Write out the records that follow with every word intact.
__________
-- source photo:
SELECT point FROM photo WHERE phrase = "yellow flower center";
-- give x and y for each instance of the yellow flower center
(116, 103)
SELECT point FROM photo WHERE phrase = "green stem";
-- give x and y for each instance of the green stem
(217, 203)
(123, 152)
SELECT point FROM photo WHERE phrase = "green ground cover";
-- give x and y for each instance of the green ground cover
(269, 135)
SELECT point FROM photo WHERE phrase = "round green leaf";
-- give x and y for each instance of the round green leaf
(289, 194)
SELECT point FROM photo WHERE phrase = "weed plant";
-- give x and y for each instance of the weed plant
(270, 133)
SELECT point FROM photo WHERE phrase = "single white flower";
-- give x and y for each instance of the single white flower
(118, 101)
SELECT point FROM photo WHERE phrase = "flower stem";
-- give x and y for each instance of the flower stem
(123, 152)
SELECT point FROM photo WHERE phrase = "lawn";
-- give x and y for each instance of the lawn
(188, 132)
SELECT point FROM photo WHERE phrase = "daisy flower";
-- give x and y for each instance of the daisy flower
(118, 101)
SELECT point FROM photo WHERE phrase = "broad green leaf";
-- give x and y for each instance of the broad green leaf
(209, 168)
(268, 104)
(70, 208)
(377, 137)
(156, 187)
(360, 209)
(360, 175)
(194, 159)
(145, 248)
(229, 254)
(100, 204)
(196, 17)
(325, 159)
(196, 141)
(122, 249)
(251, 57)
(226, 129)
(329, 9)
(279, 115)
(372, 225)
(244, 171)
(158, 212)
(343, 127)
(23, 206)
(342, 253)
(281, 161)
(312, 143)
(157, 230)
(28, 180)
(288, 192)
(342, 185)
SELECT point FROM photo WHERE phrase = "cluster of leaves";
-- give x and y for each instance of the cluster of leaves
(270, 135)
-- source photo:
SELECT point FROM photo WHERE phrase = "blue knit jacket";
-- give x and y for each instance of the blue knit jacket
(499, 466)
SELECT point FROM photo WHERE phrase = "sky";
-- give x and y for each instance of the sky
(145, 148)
__________
Expected answer:
-- source photo:
SELECT point FROM photo WHERE phrase = "yellow flower center";
-- give x and y for each instance of the yellow flower center
(116, 103)
SELECT point FROM photo WHERE phrase = "green stem";
-- give x and y for each instance of the green stem
(217, 203)
(123, 152)
SELECT point FROM photo WHERE phrase = "green ground cover";
-- give x and y for each instance of the green ground cover
(269, 135)
SELECT point FROM photo WHERE phrase = "round green leaf";
-- give x and y for each instance of the round green leaf
(289, 194)
SELECT point FROM photo WHERE phrase = "weed plant";
-- give x and y for each instance of the weed plant
(270, 133)
SELECT point FROM photo WHERE phrase = "single white flower";
-- give x and y for each instance of the single white flower
(118, 101)
SELECT point FROM photo WHERE phrase = "flower stem";
-- give x and y for each instance of the flower stem
(123, 152)
SELECT point FROM photo WHERE phrase = "lawn";
-- give x and y for each instance of the lawn
(188, 132)
SELECT point FROM photo WHERE phrase = "daisy flower";
-- give x and y for each instance of the daisy flower
(118, 101)
SELECT point FROM photo WHERE phrase = "broad green leaf";
-- give x and y for each instance of the broad green leaf
(209, 168)
(268, 104)
(70, 208)
(377, 137)
(156, 187)
(360, 209)
(360, 175)
(194, 159)
(145, 248)
(229, 254)
(100, 204)
(196, 17)
(325, 159)
(196, 141)
(122, 249)
(251, 57)
(226, 129)
(329, 9)
(279, 115)
(372, 225)
(244, 171)
(158, 212)
(343, 127)
(23, 206)
(342, 253)
(281, 161)
(312, 143)
(157, 230)
(28, 180)
(288, 192)
(342, 185)
SELECT point FROM photo WHERE phrase = "cluster of leaves";
-- give x and y for each instance of the cluster of leaves
(270, 135)
-- source photo:
SELECT point FROM photo WHERE phrase = "blue knit jacket";
-- give x and y for each instance of the blue knit jacket
(499, 466)
SELECT point FROM photo WHERE phrase = "sky";
-- give x and y for each instance of the sky
(145, 148)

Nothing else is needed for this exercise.